** Start of Stored data **

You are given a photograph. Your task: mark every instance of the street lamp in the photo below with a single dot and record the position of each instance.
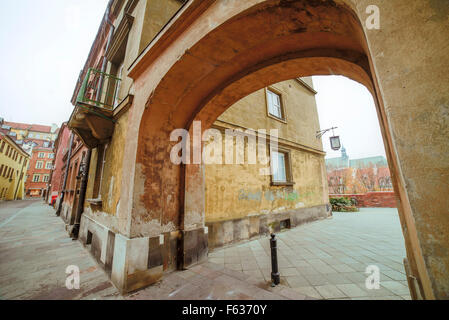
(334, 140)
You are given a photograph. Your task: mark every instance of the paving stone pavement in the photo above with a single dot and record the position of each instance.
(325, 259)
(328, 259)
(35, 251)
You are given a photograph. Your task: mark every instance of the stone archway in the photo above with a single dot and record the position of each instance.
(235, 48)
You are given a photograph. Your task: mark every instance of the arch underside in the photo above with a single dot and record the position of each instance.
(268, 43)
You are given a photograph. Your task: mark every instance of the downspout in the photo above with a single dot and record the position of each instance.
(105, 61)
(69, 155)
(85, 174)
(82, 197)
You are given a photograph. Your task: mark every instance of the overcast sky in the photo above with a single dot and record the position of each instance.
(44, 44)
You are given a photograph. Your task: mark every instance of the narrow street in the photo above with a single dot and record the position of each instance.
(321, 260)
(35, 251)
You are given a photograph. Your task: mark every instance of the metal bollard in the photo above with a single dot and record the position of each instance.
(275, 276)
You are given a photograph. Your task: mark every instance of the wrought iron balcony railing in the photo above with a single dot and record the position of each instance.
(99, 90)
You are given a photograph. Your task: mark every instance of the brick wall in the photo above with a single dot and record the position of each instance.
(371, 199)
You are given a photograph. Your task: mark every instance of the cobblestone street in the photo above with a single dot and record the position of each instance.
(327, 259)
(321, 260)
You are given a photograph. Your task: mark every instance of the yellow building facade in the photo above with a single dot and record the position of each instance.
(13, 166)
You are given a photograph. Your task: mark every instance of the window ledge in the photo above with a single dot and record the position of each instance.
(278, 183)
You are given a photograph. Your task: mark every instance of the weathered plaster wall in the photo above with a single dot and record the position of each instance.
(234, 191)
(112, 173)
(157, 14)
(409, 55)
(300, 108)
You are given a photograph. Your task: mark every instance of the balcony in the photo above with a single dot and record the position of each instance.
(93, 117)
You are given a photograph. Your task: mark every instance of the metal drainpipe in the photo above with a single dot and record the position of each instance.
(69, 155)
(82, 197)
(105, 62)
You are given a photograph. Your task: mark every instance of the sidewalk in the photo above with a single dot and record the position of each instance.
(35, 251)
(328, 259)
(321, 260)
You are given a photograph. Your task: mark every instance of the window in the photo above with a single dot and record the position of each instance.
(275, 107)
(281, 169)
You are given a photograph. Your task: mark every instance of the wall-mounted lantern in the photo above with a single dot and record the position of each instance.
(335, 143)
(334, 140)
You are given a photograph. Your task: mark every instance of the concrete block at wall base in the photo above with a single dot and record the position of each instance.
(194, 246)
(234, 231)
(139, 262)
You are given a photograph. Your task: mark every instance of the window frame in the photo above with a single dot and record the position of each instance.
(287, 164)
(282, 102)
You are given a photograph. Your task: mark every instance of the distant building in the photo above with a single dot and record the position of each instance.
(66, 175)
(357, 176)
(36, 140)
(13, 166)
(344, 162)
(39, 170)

** End of Stored data **
** Start of Stored data **

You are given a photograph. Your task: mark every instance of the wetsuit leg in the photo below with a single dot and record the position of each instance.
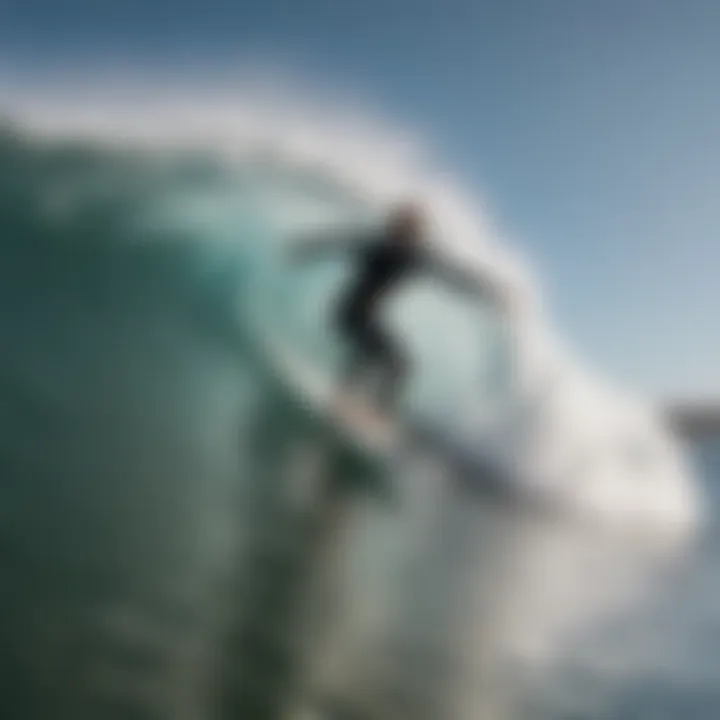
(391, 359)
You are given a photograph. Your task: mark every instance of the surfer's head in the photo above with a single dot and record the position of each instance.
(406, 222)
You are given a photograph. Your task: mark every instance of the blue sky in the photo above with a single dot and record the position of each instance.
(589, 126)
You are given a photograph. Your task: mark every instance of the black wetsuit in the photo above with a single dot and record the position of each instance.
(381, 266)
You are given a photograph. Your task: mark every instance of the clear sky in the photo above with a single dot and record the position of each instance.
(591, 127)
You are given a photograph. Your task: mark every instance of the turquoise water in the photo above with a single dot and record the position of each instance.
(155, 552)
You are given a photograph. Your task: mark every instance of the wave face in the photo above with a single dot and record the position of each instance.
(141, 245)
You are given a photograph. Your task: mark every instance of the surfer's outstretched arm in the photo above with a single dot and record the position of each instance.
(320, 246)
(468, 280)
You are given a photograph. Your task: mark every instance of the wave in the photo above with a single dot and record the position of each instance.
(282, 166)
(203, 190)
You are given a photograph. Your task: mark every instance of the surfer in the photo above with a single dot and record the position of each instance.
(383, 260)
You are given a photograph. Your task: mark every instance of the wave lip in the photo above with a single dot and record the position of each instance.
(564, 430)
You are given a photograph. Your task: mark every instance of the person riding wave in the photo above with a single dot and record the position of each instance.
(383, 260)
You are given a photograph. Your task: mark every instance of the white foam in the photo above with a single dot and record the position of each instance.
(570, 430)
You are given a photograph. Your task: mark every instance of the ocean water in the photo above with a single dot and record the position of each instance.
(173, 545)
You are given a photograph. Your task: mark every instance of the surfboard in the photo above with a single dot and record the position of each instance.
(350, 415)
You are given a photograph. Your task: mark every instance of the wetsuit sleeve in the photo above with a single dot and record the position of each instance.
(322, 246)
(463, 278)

** End of Stored data **

### Directive:
Extract every line of the data above that contains the word "downspout", matching case exactly.

### Worked solution:
You are given a photograph. Your task: mark every instance of the downspout in the photo above with a single dot and record the position of each instance.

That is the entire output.